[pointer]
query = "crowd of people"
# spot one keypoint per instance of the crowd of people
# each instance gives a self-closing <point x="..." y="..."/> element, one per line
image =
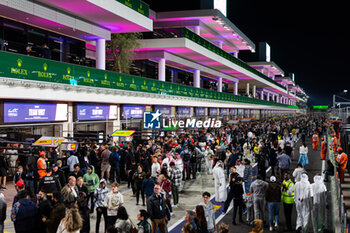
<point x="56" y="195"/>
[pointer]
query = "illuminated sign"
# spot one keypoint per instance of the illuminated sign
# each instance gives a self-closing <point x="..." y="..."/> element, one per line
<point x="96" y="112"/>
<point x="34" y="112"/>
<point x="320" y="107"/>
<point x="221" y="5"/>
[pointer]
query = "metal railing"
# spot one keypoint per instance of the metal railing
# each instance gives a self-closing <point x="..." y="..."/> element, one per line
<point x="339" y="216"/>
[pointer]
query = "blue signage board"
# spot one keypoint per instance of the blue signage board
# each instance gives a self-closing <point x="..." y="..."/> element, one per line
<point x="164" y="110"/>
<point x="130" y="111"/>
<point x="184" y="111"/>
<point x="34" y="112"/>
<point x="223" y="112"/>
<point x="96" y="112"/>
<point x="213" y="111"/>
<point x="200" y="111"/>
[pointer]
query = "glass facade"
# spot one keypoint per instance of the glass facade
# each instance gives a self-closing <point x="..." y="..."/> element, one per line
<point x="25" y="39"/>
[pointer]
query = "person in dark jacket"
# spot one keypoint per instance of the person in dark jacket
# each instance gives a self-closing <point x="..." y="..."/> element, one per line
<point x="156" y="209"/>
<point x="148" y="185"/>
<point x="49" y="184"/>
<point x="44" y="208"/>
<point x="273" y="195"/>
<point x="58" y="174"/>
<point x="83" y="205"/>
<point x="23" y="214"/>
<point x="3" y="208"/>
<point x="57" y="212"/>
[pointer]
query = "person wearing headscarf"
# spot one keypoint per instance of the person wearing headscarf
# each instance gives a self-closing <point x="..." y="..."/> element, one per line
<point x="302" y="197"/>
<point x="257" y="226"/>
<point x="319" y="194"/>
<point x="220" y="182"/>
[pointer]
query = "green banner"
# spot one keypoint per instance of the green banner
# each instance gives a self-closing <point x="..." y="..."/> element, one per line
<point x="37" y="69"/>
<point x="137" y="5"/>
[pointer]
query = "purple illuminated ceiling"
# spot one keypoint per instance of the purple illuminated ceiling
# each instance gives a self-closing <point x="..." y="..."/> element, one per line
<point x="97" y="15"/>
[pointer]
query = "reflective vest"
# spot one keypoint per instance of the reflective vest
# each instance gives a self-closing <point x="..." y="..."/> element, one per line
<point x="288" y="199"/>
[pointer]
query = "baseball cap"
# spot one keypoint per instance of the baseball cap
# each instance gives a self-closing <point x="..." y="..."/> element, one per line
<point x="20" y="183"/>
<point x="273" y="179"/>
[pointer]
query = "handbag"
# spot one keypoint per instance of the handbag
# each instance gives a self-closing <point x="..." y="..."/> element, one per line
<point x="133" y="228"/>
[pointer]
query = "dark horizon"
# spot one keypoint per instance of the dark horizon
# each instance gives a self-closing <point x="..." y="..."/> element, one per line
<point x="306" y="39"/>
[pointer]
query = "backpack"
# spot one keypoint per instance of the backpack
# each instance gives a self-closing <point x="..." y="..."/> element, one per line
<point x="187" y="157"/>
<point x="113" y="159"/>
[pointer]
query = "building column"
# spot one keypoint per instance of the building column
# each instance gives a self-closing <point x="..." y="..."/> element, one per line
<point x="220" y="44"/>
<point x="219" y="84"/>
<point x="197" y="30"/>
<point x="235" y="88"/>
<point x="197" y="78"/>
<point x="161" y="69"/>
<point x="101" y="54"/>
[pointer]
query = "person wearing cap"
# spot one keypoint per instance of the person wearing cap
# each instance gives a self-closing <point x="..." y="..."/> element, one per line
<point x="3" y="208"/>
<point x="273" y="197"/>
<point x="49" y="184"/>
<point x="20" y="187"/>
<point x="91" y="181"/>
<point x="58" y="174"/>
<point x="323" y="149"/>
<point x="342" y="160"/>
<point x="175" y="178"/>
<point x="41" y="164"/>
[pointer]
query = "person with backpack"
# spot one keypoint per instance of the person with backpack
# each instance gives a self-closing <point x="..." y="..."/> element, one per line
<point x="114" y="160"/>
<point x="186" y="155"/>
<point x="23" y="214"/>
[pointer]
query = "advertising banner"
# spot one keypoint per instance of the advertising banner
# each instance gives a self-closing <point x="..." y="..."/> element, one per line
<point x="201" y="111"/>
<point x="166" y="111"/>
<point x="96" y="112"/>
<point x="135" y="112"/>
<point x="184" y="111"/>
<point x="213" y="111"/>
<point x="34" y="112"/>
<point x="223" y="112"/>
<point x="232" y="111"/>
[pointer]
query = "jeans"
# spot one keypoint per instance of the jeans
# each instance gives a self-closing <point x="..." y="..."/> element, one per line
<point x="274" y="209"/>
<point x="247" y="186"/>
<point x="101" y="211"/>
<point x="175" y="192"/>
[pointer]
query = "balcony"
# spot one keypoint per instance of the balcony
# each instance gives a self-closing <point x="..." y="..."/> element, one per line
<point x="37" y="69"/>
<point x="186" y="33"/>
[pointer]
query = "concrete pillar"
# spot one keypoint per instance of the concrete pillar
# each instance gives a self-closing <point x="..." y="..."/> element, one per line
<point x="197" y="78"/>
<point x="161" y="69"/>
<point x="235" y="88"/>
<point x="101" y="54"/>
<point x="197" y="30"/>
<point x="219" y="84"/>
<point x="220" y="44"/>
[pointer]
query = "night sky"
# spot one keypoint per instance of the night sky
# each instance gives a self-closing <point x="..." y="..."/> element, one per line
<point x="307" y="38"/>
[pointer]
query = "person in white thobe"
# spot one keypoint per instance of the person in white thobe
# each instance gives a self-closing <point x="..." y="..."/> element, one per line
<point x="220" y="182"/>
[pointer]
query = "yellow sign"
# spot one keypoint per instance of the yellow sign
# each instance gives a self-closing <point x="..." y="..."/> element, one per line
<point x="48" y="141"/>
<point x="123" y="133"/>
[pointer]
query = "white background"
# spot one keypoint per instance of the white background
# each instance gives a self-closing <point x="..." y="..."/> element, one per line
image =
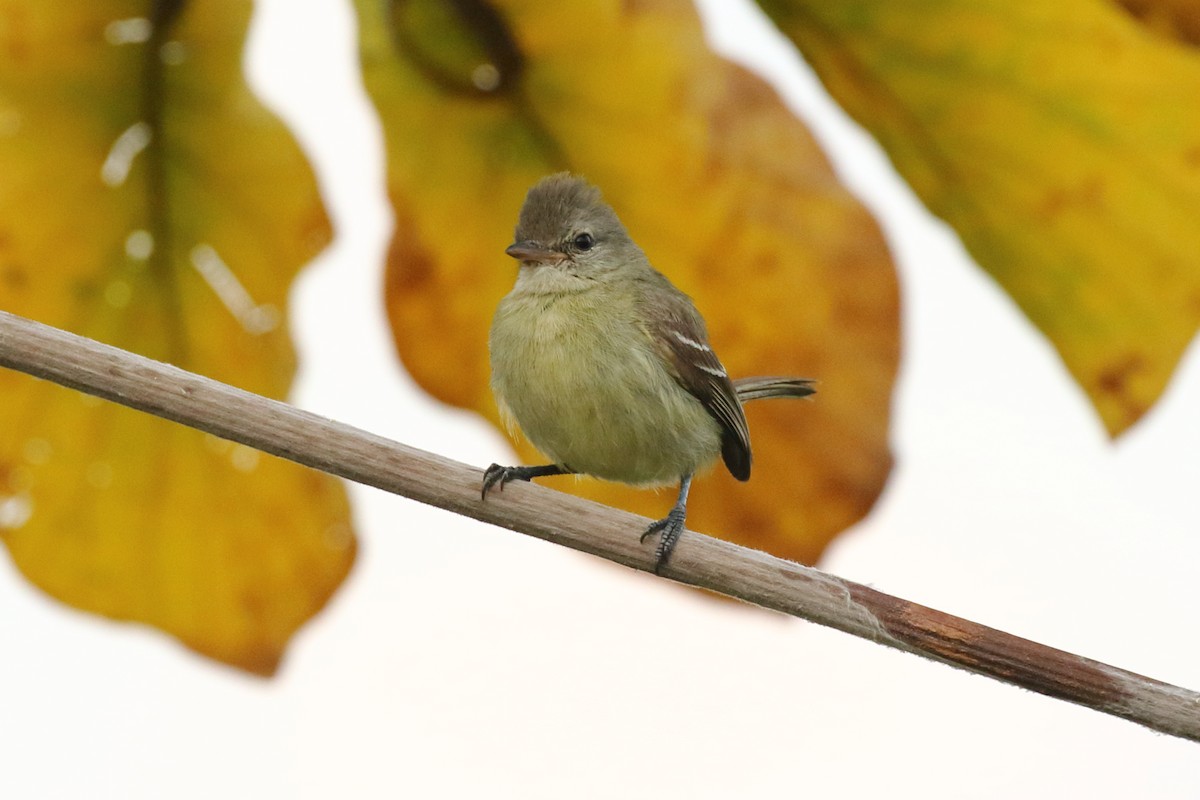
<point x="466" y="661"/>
········
_Challenge_
Your job is to transcribe the entries above exactly; skip the pictures.

_Exercise solution_
[pointer]
query = "crowd of people"
# spot one keypoint per instance of the crowd of people
# each instance gives a self-closing <point x="..." y="..."/> element, one per line
image =
<point x="56" y="195"/>
[pointer]
query = "illuminated sign"
# spot one keypoint per instance of the illuminated sign
# each instance gives a self-closing <point x="..." y="..."/> element, one per line
<point x="96" y="112"/>
<point x="34" y="112"/>
<point x="320" y="107"/>
<point x="221" y="5"/>
[pointer]
query = "metal railing"
# spot one keypoint per instance of the metal railing
# each instance gives a self-closing <point x="..." y="..."/> element, one per line
<point x="339" y="216"/>
[pointer]
query = "blue signage board"
# spot one keypoint per instance of the blue signage board
# each instance gives a self-closing <point x="..." y="..."/> element, one per line
<point x="164" y="110"/>
<point x="130" y="111"/>
<point x="184" y="111"/>
<point x="34" y="112"/>
<point x="223" y="112"/>
<point x="96" y="112"/>
<point x="213" y="111"/>
<point x="200" y="111"/>
[pointer]
query = "glass facade"
# spot one keypoint per instance of the glass facade
# each instance gives a self-closing <point x="..." y="..."/> element, one per line
<point x="25" y="39"/>
[pointer]
query = "person in dark jacket"
# spot one keypoint per instance of the person in dark jacket
# each instance gives a self-closing <point x="..." y="..."/> element, one per line
<point x="156" y="209"/>
<point x="148" y="185"/>
<point x="49" y="184"/>
<point x="44" y="208"/>
<point x="273" y="195"/>
<point x="58" y="174"/>
<point x="83" y="205"/>
<point x="23" y="214"/>
<point x="3" y="208"/>
<point x="57" y="212"/>
[pointer]
query = "person wearing headscarf"
# spot one keypoint per instance of the person wearing headscarf
# each instance gives a self-closing <point x="..." y="..."/> element, one per line
<point x="302" y="197"/>
<point x="257" y="226"/>
<point x="319" y="194"/>
<point x="220" y="182"/>
[pointer]
query = "green banner"
# spot one keypoint per instance of the green banner
# each instance gives a self-closing <point x="..." y="..."/> element, one per line
<point x="37" y="69"/>
<point x="137" y="5"/>
[pointer]
query = "purple illuminated ceiling"
# spot one keypoint per instance of the purple illuminated ceiling
# each instance gives a self-closing <point x="..." y="..."/> element, one per line
<point x="97" y="15"/>
[pointer]
query = "reflective vest"
# spot one keypoint per instance of the reflective vest
# each instance gives a self-closing <point x="..." y="..."/> element, one per line
<point x="288" y="199"/>
[pointer]
query = "baseball cap"
# spot one keypoint per instance of the baseball cap
# each instance gives a self-closing <point x="..." y="..."/> element, one per line
<point x="20" y="183"/>
<point x="273" y="179"/>
[pointer]
query = "handbag"
# spot one keypoint per instance of the handbag
# each instance gives a self-closing <point x="..." y="..."/> element, one per line
<point x="133" y="228"/>
[pointer]
query = "dark horizon"
# spot one keypoint per instance of the dark horizon
# each instance gives a self-closing <point x="..." y="..."/> element, one per line
<point x="306" y="39"/>
[pointer]
query = "backpack"
# spot one keypoint per instance of the backpack
# each instance gives a self-closing <point x="..." y="..."/> element, one per line
<point x="187" y="157"/>
<point x="113" y="159"/>
[pointer]
query = "building column"
# spot one keypoint per instance of the building column
# each instance gives a self-closing <point x="..." y="..."/> element, one per line
<point x="220" y="44"/>
<point x="219" y="84"/>
<point x="197" y="30"/>
<point x="235" y="88"/>
<point x="197" y="78"/>
<point x="161" y="69"/>
<point x="101" y="54"/>
[pointer]
query = "person wearing cap"
# spot one keypoint per instance of the person wearing cap
# each instance gives a self-closing <point x="..." y="..."/> element, one per line
<point x="3" y="208"/>
<point x="273" y="197"/>
<point x="49" y="184"/>
<point x="20" y="187"/>
<point x="91" y="181"/>
<point x="58" y="174"/>
<point x="323" y="149"/>
<point x="342" y="160"/>
<point x="175" y="178"/>
<point x="41" y="164"/>
[pointer]
query = "person with backpack"
# spot one keypoint per instance of the person with backpack
# each instance gives a self-closing <point x="..." y="..."/> element, one per line
<point x="114" y="160"/>
<point x="186" y="155"/>
<point x="23" y="214"/>
[pointer]
query = "advertising banner"
# spot one keypoint per instance of the advertising banner
# each instance gives a self-closing <point x="..." y="..."/> element, one per line
<point x="201" y="111"/>
<point x="166" y="111"/>
<point x="96" y="112"/>
<point x="135" y="112"/>
<point x="184" y="111"/>
<point x="213" y="111"/>
<point x="34" y="112"/>
<point x="223" y="112"/>
<point x="232" y="111"/>
[pointer]
query = "jeans"
# spot one keypoint per instance of the jeans
# each instance gives a self-closing <point x="..." y="..."/> element, one per line
<point x="274" y="209"/>
<point x="247" y="186"/>
<point x="101" y="211"/>
<point x="175" y="192"/>
[pointer]
query = "balcony"
# spot one keypoint per instance of the balcony
# each instance gives a self-closing <point x="..." y="..."/> element, one per line
<point x="37" y="69"/>
<point x="186" y="33"/>
[pointer]
query = "concrete pillar"
# spot one keypoint per instance of the concrete pillar
# each instance gives a self-closing <point x="..." y="..."/> element, one per line
<point x="197" y="78"/>
<point x="161" y="69"/>
<point x="235" y="88"/>
<point x="101" y="54"/>
<point x="197" y="30"/>
<point x="219" y="84"/>
<point x="220" y="44"/>
[pointer]
query = "night sky"
# spot one keypoint per instance of the night sky
# each instance gives a self-closing <point x="..." y="..."/> element, one per line
<point x="307" y="38"/>
[pointer]
query = "person in white thobe"
# spot one keypoint per instance of the person in white thobe
# each instance gives a self-closing <point x="..." y="..."/> element, one per line
<point x="220" y="182"/>
[pointer]
query = "yellow sign"
# spot one keypoint per instance of the yellow sign
# each instance gives a self-closing <point x="..." y="..."/> element, one per line
<point x="48" y="141"/>
<point x="123" y="133"/>
[pointer]
query = "white background"
# spot one keypoint per instance of the white background
# each instance gives a self-closing <point x="..." y="..."/> element, one per line
image =
<point x="466" y="661"/>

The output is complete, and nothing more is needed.